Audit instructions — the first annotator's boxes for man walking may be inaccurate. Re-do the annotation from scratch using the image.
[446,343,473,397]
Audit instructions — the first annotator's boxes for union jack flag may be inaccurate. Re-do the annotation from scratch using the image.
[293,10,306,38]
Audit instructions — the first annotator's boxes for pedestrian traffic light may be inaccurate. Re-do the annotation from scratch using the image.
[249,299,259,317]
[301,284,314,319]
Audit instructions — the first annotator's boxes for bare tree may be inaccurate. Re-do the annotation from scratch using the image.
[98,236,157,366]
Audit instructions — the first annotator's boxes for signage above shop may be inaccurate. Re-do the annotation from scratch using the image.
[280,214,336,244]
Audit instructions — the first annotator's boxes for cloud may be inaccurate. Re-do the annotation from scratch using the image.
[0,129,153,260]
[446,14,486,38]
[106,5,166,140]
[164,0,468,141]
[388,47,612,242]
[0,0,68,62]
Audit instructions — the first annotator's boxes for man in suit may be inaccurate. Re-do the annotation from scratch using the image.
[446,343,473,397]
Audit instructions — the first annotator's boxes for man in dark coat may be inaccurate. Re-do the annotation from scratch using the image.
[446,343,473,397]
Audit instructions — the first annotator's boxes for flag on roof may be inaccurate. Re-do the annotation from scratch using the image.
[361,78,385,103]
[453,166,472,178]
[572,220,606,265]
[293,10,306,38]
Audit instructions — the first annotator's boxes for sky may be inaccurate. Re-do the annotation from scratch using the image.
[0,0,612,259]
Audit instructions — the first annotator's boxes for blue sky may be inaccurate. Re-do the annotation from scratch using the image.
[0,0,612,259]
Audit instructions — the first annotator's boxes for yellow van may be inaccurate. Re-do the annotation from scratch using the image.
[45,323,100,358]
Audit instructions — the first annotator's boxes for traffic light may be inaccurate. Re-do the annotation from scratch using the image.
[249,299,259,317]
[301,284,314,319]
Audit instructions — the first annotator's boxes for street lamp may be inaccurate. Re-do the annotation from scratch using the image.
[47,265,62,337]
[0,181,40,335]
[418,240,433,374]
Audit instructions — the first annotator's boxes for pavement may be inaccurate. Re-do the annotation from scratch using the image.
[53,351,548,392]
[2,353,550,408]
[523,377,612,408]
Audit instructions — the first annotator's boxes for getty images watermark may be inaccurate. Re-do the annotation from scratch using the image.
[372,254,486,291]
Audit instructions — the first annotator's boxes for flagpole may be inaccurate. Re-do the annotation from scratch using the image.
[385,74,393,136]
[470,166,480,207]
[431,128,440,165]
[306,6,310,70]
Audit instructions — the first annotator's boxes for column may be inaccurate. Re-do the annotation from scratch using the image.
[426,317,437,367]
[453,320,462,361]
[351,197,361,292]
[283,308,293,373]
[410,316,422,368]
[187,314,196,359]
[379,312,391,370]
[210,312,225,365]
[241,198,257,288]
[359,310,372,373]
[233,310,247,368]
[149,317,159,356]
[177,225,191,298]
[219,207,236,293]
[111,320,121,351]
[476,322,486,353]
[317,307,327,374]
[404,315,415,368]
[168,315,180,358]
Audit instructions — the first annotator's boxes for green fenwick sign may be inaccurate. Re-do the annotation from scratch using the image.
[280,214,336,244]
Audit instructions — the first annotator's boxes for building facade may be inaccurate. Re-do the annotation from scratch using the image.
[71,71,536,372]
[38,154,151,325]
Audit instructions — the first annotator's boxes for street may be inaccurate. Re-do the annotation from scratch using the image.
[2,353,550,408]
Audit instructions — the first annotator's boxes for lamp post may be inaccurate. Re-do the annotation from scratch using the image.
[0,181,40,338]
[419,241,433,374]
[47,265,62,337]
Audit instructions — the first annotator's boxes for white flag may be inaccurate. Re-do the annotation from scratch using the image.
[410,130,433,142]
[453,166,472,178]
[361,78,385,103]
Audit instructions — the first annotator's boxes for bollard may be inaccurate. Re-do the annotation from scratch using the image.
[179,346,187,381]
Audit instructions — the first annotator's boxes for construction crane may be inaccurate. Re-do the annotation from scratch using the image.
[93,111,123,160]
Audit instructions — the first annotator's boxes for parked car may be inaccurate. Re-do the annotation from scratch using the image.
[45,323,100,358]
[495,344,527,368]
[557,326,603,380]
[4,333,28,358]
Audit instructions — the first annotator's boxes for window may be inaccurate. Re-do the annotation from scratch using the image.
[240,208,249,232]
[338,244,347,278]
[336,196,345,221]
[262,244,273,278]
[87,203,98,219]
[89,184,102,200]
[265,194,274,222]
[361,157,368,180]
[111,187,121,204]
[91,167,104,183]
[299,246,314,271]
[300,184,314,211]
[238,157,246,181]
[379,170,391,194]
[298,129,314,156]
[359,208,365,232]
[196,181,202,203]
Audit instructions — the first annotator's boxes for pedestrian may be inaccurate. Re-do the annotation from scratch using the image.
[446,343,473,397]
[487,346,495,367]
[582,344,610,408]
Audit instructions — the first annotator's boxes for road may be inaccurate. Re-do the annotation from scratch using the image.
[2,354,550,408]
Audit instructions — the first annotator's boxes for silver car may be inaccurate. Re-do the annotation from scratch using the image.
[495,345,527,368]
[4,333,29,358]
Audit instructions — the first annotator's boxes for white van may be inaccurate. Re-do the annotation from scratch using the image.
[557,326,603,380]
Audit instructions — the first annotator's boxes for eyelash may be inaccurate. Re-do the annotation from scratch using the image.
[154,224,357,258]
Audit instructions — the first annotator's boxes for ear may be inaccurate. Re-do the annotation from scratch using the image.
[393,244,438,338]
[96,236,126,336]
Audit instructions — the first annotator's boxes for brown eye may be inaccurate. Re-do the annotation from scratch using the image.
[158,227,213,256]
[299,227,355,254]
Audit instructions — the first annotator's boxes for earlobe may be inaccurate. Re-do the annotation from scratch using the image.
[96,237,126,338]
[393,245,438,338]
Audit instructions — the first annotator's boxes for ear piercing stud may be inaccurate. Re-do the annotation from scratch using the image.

*To do:* Write out every item above word for word, keeping the same order.

*Solution to the exercise:*
Audit instructions — the first annotator's boxes for man walking may be inaccurate. Re-do the annotation from scratch using the image.
[446,343,473,397]
Audit instructions — the first annotator's boxes for union jack flag may be inaccurate. Re-do the annotation from scratch using the image.
[293,10,306,38]
Audit instructions — the first annotator's boxes for pedestrian traffic light may be inaccurate. Re-do the annotation from scratch using the image.
[249,299,259,317]
[301,284,314,319]
Audit instructions — the first annotator's boxes for bare tree may be inaccurate. Re-do the annotation from scratch using the image.
[98,236,157,366]
Audit instructions — the first annotator's boxes for signage above shop may be inaccurate. Re-do the annotation from scratch using the image.
[280,214,336,244]
Audit instructions — the first annotator's boxes for cloud may be inaccurate. Re-do the annotation from scratch using the image.
[0,129,153,260]
[446,14,486,38]
[106,5,166,140]
[164,0,468,141]
[388,47,612,242]
[0,0,68,62]
Audit instructions — the first annotator's boxes for man in suit may be inaccurate. Re-do the annotation from scratch using the image.
[446,343,473,397]
Audit instructions — the first annotator's boxes for man in dark coat may be inaccurate. Re-do the annotation from scratch using the image.
[446,343,473,397]
Audit instructions — the first annotator's boxes for flag on roof may be inaccurate. Re-do the annotation from scratch using the image.
[361,78,385,103]
[453,166,472,178]
[572,220,606,265]
[293,10,306,38]
Audit instructions — the first annotator's boxes for sky may be inaccurate. Re-do the annotation from scratch using the image.
[0,0,612,259]
Audit instructions — the first annotator's boxes for blue sky may be inaccurate. Re-do the annotation from scratch using the image.
[0,0,612,259]
Audit instructions — the first annotator's boxes for yellow van may be inaccurate. Re-do the annotation from scratch using the image.
[45,323,100,358]
Audit instructions — the first annotator's boxes for traffic light may be inaccurate. Re-do the annotation from scratch using the image.
[249,299,259,317]
[301,284,314,319]
Audit instructions — the first annotator's boxes for street lamp may be inaccurate. Re-do the annotation from scratch using the image.
[47,265,62,337]
[0,181,40,335]
[418,240,433,374]
Audit instructions — the first annotator's boxes for pavement may be inaccurate. Re-do the annotation from scratch using the image.
[53,351,548,392]
[2,353,550,408]
[523,377,612,408]
Audit instructions — the first annotator's boxes for getty images watermark may be inaccurate. Re-do the annotation from scratch using the image.
[372,254,486,291]
Audit instructions — the first annotator's boxes for flagpole may be inaccurate. Re-do the annotation from scratch using the image.
[385,74,393,136]
[470,166,480,207]
[431,128,440,165]
[306,6,310,70]
Audit instructions — the first annotator's boxes for column may be inaccurate. Re-do the annotation from scratch using the image.
[426,317,437,367]
[453,320,462,361]
[351,197,361,292]
[283,308,293,373]
[410,316,422,368]
[187,314,196,359]
[379,312,391,370]
[210,312,225,365]
[241,198,257,288]
[359,310,372,373]
[233,310,247,368]
[149,317,159,356]
[177,225,191,298]
[219,207,236,293]
[111,320,121,351]
[476,322,486,353]
[317,307,327,374]
[404,315,415,368]
[168,315,180,358]
Audit instructions — the first annotator's boxes for green fenwick sign may be inaccurate. Re-do the annotation from scratch using the image.
[280,214,336,244]
Audit instructions — the first annotator's boxes for building facade may be inaccurate. Re-do the annotation from scratch using the image.
[71,71,536,372]
[38,154,151,325]
Audit instructions — the first annotator's boxes for street may be inaccurate. Re-do the annotation from scratch using the image.
[2,353,550,408]
Audit instructions — the first annotator's boxes for lamp post may be inaccurate. Re-do the annotation from scratch using the image.
[0,181,40,338]
[419,241,433,374]
[47,265,62,337]
Audit instructions — the first annotator's boxes for white flag may be inaccurate. Re-do the annotation from scratch using the image.
[410,130,433,142]
[453,166,472,178]
[361,78,385,103]
Audit instructions — the first annotator's boxes for bollard may be inaccurate. Re-do the annotation from scratch using the image.
[179,346,187,381]
Audit instructions — the first annotator's boxes for construction crane may be inaccurate. Re-do the annotation from scratch using the image.
[93,111,123,160]
Audit instructions — the first annotator's boxes for parked car may be inaccurate. Re-do the annotation from scratch using the image.
[45,323,100,358]
[495,344,527,368]
[557,326,603,380]
[4,333,28,358]
Audit instructions — the first annotator's boxes for window may be inaccurate. Re-do the annotation from scratch using the image.
[240,208,249,232]
[338,244,347,278]
[336,196,345,221]
[262,244,273,278]
[87,203,98,219]
[89,184,102,200]
[265,194,274,222]
[361,157,368,180]
[111,187,121,204]
[91,167,104,183]
[299,246,314,271]
[300,184,314,211]
[238,157,246,181]
[379,170,391,194]
[298,129,314,156]
[359,208,365,232]
[196,181,202,203]
Audit instructions — the first annotator's boxes for pedestrian may be inaccurate. Re-do the annotation from scratch using the image.
[446,343,473,397]
[487,346,495,367]
[582,344,610,408]
Audit instructions — the first annotator's boxes for road may be inaccurate. Re-do the annotation from scratch using the image.
[2,354,550,408]
Audit instructions — the first annotator's boxes for silver car may be inaccurate. Re-do the annotation from scratch using the image.
[495,345,527,368]
[4,333,29,358]
Audit instructions — the first annotator's boxes for white van may be inaccurate. Re-do the annotation from scratch using the image.
[557,326,603,380]
Audit instructions — the first annotator's boxes for eyelash may be inaccurate. Re-do the annotation from scratch using the image.
[154,224,357,258]
Audit instructions — the first annotator's boxes for ear may be inaccurate. Re-do the annotation from scratch using the image.
[393,244,438,338]
[96,236,126,336]
Audit instructions — the first annotator's boxes for brown eye may be inaccurate. Re-do the annotation from scratch using the image.
[158,227,213,256]
[299,227,355,254]
Audit instructions — the first annotator's boxes for earlobe may be inaccurate. Re-do the annotation from scratch using the image.
[96,237,126,338]
[393,245,438,338]
Audit instructions — the first annotator's boxes for ear piercing stud may be inaccurate. Re-do the annotation from scratch using the image.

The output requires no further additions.